▶ Kutipan Dokumen:
# # # # # # #

Baru-baru ini, viral di media sosial video dengan durasi singkat yang memperlihatkan aksi tidak menyenangkan dari seorang juru parkir. Pengendara yang hendak memarkir kendaraannya itu sontak terkejut saat diminta membayar biaya parkir yang sangat mahal, yakni berkisar 150 ribu.
Peristiwa ini kerap disebut sebagai getok parkir, yakni praktik penarikan biaya parkir yang jauh di atas tarif resmi pemerintah oleh juru parkir.
Pelaku praktik getok parkir umumnya bukan petugas parkir yang terdaftar dan diawasi oleh Dinas Perhubungan. Karena tidak terikat aturan resmi, mereka bebas menentukan tarif seenaknya.
Kelangkaan tempat parkir membuat sebagian pengendara terpaksa parkir di sembarang tempat, sehingga menjadi sasaran empuk bagi para pelaku getok parkir. Melihat fenomena demikian, lantas bagaimana hukum mematok tarif kendaraan liar?

# # # # # # #

▶ Data yang Diberikan:
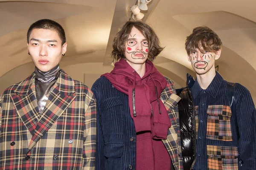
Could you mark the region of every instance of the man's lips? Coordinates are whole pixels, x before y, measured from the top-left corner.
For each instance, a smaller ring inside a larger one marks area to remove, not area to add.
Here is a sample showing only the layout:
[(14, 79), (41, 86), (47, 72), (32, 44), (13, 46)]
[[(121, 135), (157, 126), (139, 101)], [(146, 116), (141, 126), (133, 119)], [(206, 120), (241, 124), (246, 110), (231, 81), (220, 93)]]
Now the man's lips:
[(144, 56), (144, 54), (143, 53), (137, 53), (134, 56), (137, 57), (142, 57)]
[(208, 62), (205, 61), (198, 62), (194, 64), (195, 67), (198, 69), (203, 69), (205, 70), (205, 68), (208, 65)]
[(195, 66), (196, 67), (204, 67), (206, 64), (207, 64), (207, 62), (203, 61), (198, 63)]
[(42, 65), (45, 65), (49, 62), (49, 61), (47, 60), (40, 60), (38, 62)]

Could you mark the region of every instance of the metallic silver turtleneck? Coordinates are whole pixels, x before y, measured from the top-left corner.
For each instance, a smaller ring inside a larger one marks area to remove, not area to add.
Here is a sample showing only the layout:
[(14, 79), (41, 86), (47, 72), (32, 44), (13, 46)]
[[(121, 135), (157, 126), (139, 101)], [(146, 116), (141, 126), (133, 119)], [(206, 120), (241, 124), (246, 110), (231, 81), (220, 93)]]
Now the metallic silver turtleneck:
[(58, 64), (47, 72), (41, 71), (35, 67), (35, 72), (36, 98), (39, 113), (41, 114), (52, 87), (60, 75), (60, 65)]

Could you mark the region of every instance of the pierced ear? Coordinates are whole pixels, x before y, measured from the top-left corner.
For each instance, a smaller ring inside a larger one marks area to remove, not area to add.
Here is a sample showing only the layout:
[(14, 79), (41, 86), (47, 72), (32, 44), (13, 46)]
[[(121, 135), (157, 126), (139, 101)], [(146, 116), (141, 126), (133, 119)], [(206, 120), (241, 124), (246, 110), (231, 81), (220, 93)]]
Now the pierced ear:
[(67, 51), (67, 42), (65, 42), (64, 44), (62, 45), (62, 54), (66, 53), (66, 51)]
[(215, 60), (218, 60), (221, 57), (221, 50), (220, 49), (218, 50), (217, 52), (216, 53), (216, 55), (215, 55)]
[(189, 62), (191, 62), (191, 60), (190, 60), (190, 57), (189, 56), (188, 56), (188, 60)]

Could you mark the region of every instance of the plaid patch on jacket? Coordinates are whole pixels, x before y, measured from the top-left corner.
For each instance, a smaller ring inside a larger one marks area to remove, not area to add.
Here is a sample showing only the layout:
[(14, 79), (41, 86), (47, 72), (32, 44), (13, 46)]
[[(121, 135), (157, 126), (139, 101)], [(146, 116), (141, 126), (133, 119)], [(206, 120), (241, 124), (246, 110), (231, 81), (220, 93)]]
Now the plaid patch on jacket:
[(177, 103), (180, 98), (176, 94), (173, 82), (166, 78), (167, 84), (161, 94), (160, 98), (169, 113), (172, 125), (168, 130), (167, 138), (162, 140), (172, 159), (172, 163), (175, 169), (183, 169), (181, 155), (180, 121)]
[(0, 96), (0, 170), (94, 169), (94, 96), (61, 71), (41, 116), (35, 73)]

# # # # # # #

▶ Tugas:
Kutip teks tentang getok parkir kata demi kata, semuanya mulai dari "Peristiwa ini kerap" terus sampai "menentukan tarif seenaknya.". Data di atas berasal dari sumber lain, bukan dari teks tentang getok parkir.

▶ Jawaban Latihan:
Peristiwa ini kerap disebut sebagai getok parkir, yakni praktik penarikan biaya parkir yang jauh di atas tarif resmi pemerintah oleh juru parkir.
Pelaku praktik getok parkir umumnya bukan petugas parkir yang terdaftar dan diawasi oleh Dinas Perhubungan. Karena tidak terikat aturan resmi, mereka bebas menentukan tarif seenaknya.